━━ Estratto selezionato
Lo chiamano “referendum virtuale”. Secondo te cosa c’è di virtuale e cosa c’è invece di reale?

Io penso che il “virtuale” possa dispensare dalla responsabilità del riflettere. È possibile reagire d'istinto in base all'emotività. Pertanto, se i veneti si fossero trovati di fronte ad un voto “vero” le percentuali sarebbero state sicuramente più basse. Il voto vero è indice di partecipazione, quello virtuale esige solamente un clic in un angolo della tua casa. Credo però che esista una “realtà del virtuale” che nasce dal disgusto per i giochi di potere e per le parole vuote che riempiono gli apparati della politica nazionale.


Tu, per motivi pastorali e associativi, conosci bene il tuo “popolo veneto”. Credi esista davvero un malessere diffuso?

Mi sembra che la tensione Nord-Roma sia ormai obsoleta perché collegata in origine alla crisi di Tangentopoli da cui si ricavava una visione piuttosto manichea: Il Nord onesto e laborioso, Roma “magnona” e corrotta. Molti fatti recenti hanno dimostrato che la corruzione, il malaffare e le infiltrazioni della criminalità organizzata sono profondamente radicati nelle centrali del potere del Nord. Chi in questo momento sta al potere in Veneto non può pretendere di dare lezione ad altri. Penso piuttosto che il malessere dipenda dalla consapevolezza che la politica non è più all'altezza del suo ruolo, avendo abdicato a vantaggio del potere finanziario. Insomma, di fronte a tutto ciò la gente avverte una sensazione di impotenza e preferisce dar fiato all'isterismo della fantapolitica: vada pure per un referendum che nasce dal vecchio cinismo del "tanto peggio, tanto meglio".


Una volta si parlava di Padania, poi di Nord-Est. Ora si parla di Veneto. Forse l’identità nazionale c’entra poco, o perlomeno non è forte quanto il bisogno di autonomia economica, che spinge, quando la crisi morde, in una spirale progressiva di egoismi ed esclusioni...

Sono profondamente convinto che la questione dell'autonomia del Veneto, così come intesa dal referendum, non superi affatto il centralismo economico, burocratico, culturale, ecc. Il centro viene semplicemente spostato secondo criteri di potere, per cui, nel Veneto, Venezia sarà un centro che catalizzerà Padova e Treviso, ma che escluderà Verona. A sua volta la Verona di turno rivendicherà per sé la propria autonomia. Solo chi può accedere al potere sarà preso in considerazione e parteciperà alla progettualità politica localista (naturalmente a proprio vantaggio), mentre tutti gli altri andranno ad ingrossare le periferie. Queste autonomie localiste, mentre tendono da un lato ad affermare i poteri forti locali, fanno corrispondere, a questa forza centripeta, una dinamica sociale di carattere centrifugo che respinge i più poveri. Infatti, nelle nostre città venete, non solo gli immigrati vengono marginalizzati e respinti, ma anche i più poveri delle nostre città vengono sistematicamente prima occultati, poi allontanati ed infine criminalizzati. Ma a questo punto, ci si chiede: Per chi sono le città?
━━━━
━━ Dati forniti
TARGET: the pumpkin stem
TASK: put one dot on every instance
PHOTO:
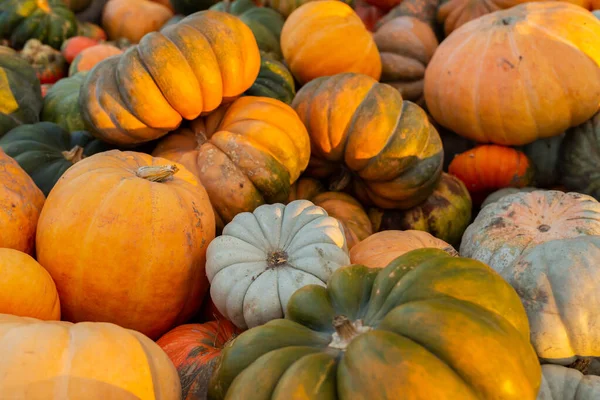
━━━━
*Da svolgere*
- A) Rispondi alle domande seguenti basandoti sull'intervista sul referendum veneto.
(i) Che cosa esige soltanto il voto virtuale?
(ii) A quale crisi era collegata in origine la tensione Nord-Roma?
(iii) Quale città resterebbe esclusa dal centro costituito da Venezia?
- B) Secondo l'intervista sul referendum veneto, perché la tensione Nord-Roma sarebbe ormai obsoleta? Spiegalo in una-tre frasi.

*Soluzioni dell'esercizio*
- A)
(i) Solamente un clic in un angolo della propria casa.
(ii) Alla crisi di Tangentopoli.
(iii) Verona.

- B) La tensione Nord-Roma è nata dalla crisi di Tangentopoli, che suggeriva una visione manichea: un Nord onesto e laborioso contrapposto a una Roma "magnona" e corrotta. Molti fatti recenti hanno però dimostrato che la corruzione, il malaffare e le infiltrazioni della criminalità organizzata sono profondamente radicati anche nelle centrali del potere del Nord.